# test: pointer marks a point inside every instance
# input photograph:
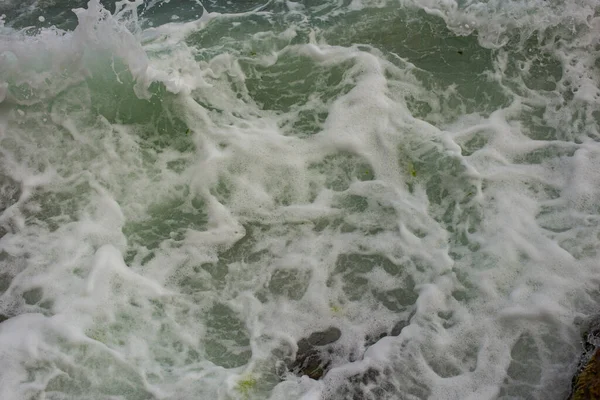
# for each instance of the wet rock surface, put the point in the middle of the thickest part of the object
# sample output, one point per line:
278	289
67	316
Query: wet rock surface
586	382
314	353
317	353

___

| TASK TO CARRY OUT |
Although the records include pictures, the copy should reproduce every line exactly and none of the pictures.

| SOLUTION TO THIS PROBLEM |
# test: pointer marks a point inside every instance
# input photograph:
# for each instance of the wet rock surface, put the point in the middle of the thickest part of the object
# sample output, one point per line:
278	289
67	316
Query: wet rock surface
586	382
314	353
317	353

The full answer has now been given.